I think I've fallen out of love with music. Blame it on digitization, Napster, auto-tune, the 1,000 songs I've never heard (or only heard once) on my iTunes, file sharing, downloading or the general musical rut I've been in lately. But like an alcoholic going through the 12 steps, I'll start by admitting I have a problem.
I've become disconnected from my personal music collection. It's lost and forgotten in a jungle of bits and bytes, and instead of searching in the dark corners of my iPod's hard disk, I stick close to the beaten path and same old albums. Out of the nearly 4,000 individual songs on my pod, I only regularly listen to about 400 of them. But not anymore.
To aide my musical memory, I'll approach this journey like the animal it is. I plan to go through every individual artist on my iPod, in alphabetical order, and listen to at least one or two albums from each--start to finish, no skipping the filler songs.
To make things easier on myself, I won't count collaborations as their own separate thing, but group them with a primary artist (I don't have much rap, but it would take forever to get through every song "featuring" someone).

INFORMATION PROVIDED =
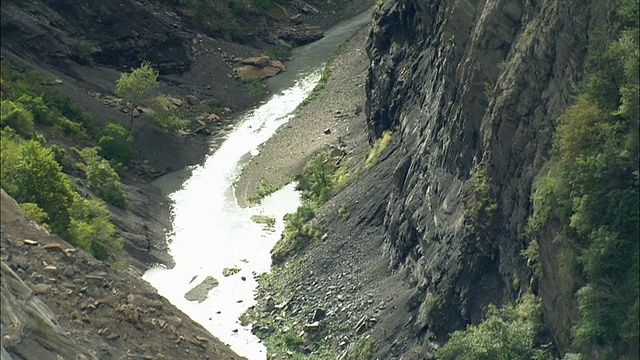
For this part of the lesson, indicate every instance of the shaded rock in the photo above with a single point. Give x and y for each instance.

THE TASK = Carry on the essay about relistening to an iPod music collection, starting right after its last sentence.

OUTPUT FOR THIS EXERCISE =
From there, I hope to uncover some dusty sonic soundscapes that have slipped my memory, or maybe even a few that never made it in there to begin with.
But more than that, I hope to explore some of the bygone bands from my past and open the door to a more varied, enriched musical future. As an alum of the early to mid-2000s Denver hardcore/metalcore scene, my musical tastes tend to fall in line with that same genre.
However, there are more than a few curveballs in my collection (Frank Sinatra and Ashley Simpson come to mind) and, after all, isn't this whole thing about getting away from the familiar?
Of course, since I'm writing for the entire world to see, my process is democratic. All music is created equal; it just takes time and attention to decide what stays or goes, but on an objective level there is no inherently "bad" music. It's one of the basic tenets of this experiment. I want to inform others as much as myself about how I listen to and appreciate music, and vice versa. Any suggestions, questions, insights, rantings and insults are welcome--and probably well-deserved.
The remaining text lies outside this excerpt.